In the records that follow, show each line where the word "fence" is present.

Region pointing data:
* * * * *

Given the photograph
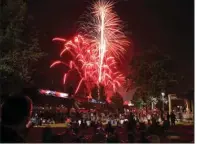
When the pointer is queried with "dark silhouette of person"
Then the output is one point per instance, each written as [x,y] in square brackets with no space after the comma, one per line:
[16,112]
[143,138]
[168,119]
[109,128]
[47,135]
[173,118]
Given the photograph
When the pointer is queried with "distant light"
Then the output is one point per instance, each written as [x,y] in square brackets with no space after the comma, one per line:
[130,104]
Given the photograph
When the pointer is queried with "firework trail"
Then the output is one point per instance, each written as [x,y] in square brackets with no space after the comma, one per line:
[96,52]
[105,30]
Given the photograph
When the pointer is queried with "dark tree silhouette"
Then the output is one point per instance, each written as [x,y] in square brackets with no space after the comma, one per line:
[19,46]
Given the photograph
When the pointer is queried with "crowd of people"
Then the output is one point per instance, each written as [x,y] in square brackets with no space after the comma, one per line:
[16,120]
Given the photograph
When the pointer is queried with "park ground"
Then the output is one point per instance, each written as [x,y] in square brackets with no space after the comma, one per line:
[181,133]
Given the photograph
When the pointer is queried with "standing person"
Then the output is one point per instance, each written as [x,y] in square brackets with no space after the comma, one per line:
[173,118]
[16,112]
[168,118]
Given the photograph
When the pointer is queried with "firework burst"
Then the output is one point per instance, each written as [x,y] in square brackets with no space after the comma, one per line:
[97,50]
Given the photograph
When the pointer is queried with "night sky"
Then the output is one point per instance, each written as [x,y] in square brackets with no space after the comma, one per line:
[167,24]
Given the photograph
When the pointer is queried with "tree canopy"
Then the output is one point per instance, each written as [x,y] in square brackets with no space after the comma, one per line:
[19,46]
[151,72]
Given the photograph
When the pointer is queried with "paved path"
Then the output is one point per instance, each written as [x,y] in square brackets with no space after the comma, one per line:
[180,134]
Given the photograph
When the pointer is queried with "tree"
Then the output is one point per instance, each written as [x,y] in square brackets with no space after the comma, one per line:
[117,101]
[151,72]
[19,46]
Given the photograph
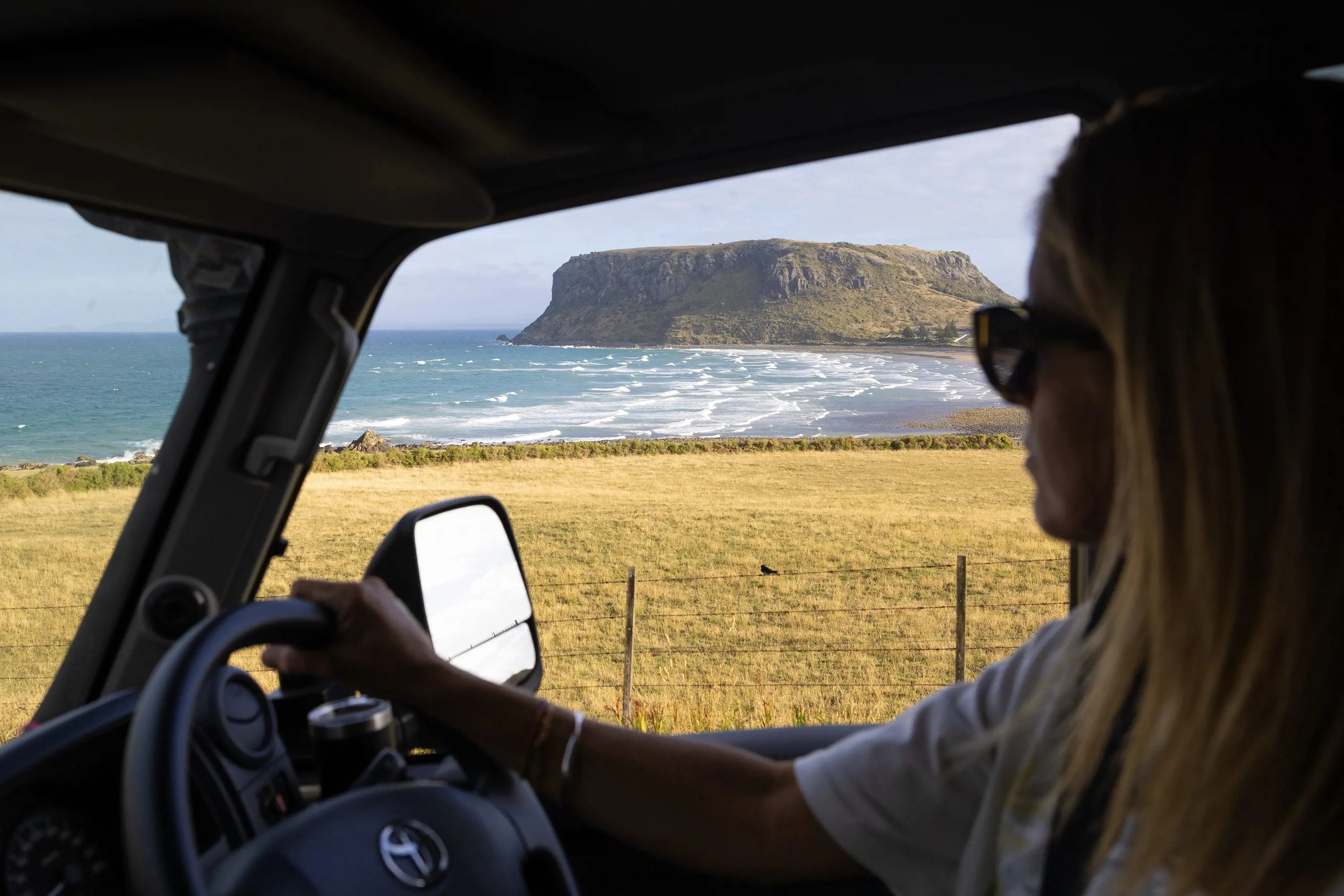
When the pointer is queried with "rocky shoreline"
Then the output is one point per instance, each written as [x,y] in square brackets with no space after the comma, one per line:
[84,460]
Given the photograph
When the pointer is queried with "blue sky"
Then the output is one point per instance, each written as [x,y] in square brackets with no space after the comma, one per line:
[974,194]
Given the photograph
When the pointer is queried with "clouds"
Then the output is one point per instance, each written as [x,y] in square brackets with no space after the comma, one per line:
[974,194]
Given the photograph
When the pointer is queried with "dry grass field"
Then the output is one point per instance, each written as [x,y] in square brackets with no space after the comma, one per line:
[855,646]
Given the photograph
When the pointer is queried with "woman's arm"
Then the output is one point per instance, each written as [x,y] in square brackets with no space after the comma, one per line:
[703,806]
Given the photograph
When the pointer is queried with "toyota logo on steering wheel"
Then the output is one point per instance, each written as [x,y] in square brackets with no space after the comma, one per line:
[413,852]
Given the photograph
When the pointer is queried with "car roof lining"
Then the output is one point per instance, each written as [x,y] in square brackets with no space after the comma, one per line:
[307,119]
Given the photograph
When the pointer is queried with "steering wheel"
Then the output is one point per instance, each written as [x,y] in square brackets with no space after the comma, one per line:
[495,839]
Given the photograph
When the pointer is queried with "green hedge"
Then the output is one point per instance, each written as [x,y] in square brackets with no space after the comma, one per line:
[73,478]
[627,448]
[116,476]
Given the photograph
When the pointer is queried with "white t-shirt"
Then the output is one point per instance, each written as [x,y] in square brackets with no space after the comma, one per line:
[943,800]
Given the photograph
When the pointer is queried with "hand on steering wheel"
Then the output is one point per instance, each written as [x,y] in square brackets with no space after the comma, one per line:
[379,648]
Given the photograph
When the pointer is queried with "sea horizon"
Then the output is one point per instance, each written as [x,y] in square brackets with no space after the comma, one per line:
[108,396]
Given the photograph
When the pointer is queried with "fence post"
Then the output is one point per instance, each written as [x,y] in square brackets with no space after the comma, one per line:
[961,618]
[629,646]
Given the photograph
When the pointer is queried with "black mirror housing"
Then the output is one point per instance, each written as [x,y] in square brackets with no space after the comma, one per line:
[397,563]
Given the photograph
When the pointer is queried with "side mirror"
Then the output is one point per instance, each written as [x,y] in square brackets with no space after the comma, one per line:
[457,569]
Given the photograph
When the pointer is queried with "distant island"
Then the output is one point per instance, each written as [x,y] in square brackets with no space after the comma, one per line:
[761,292]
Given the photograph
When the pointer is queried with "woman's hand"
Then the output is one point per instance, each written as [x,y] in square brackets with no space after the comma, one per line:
[379,646]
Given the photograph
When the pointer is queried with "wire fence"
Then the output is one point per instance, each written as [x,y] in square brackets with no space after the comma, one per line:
[866,629]
[787,637]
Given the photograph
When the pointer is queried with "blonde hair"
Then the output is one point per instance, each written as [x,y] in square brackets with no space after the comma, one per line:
[1203,233]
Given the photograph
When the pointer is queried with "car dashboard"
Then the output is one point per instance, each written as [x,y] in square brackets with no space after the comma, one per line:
[61,790]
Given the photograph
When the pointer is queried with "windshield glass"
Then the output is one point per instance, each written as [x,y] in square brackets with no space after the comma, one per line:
[756,398]
[92,367]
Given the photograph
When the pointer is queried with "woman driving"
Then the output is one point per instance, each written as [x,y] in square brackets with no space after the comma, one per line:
[1183,731]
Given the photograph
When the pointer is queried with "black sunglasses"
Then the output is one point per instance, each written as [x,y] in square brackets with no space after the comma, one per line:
[1007,340]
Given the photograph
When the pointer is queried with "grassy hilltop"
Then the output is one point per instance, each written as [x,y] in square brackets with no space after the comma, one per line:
[757,292]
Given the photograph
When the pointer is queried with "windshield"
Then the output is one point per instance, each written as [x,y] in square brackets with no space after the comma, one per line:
[93,363]
[752,405]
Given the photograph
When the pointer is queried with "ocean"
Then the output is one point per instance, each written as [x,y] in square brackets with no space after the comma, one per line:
[109,396]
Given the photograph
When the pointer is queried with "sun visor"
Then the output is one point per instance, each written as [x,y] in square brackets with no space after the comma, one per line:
[225,117]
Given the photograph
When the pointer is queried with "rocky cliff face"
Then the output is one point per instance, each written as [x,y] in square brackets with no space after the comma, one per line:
[757,292]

* * * * *

▶ [ANSWER SECTION]
When the pointer is queried with "fence post"
When the pointer is queried with "wire fence"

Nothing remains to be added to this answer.